§ Text excerpt:
┌────────

When Worlds Collide: 3 Tips For Successfully Sharing Space With a Roommate
It’s back-to-school time and, for many, this means “off-to-school” for the first time, as they make the transition from living at home with their parents to sharing space with a roommate. And while the following tips will certainly apply in the college dorm, they stand for friends, couples and any group of people sharing space, as well.
Living with another person can be a delightful experience full of new ideas, shared activities, connection and lots of change. It can also bring some growing pains, as certain habits, the sharing of stuff and actions that seem strange or inconsiderate start to get in the way. The following tips can help you avoid any of the latter, keeping your new roommate relationship intact.
#1: Be Open and Honest From the Start
Do dishes left in the sink drive you crazy? Are you particular about things like your sleeping habits, having friends around too much or even days you like to do your laundry?

└────────

§ Data segment:
┌────────

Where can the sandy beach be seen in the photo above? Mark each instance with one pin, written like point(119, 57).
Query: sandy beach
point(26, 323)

└────────

§ Set problem:
Please return, word for word, the passage of the roommate tips article above starting at "#1: Be Open" and ending at "do your laundry?".

§ The output:
#1: Be Open and Honest From the Start
Do dishes left in the sink drive you crazy? Are you particular about things like your sleeping habits, having friends around too much or even days you like to do your laundry?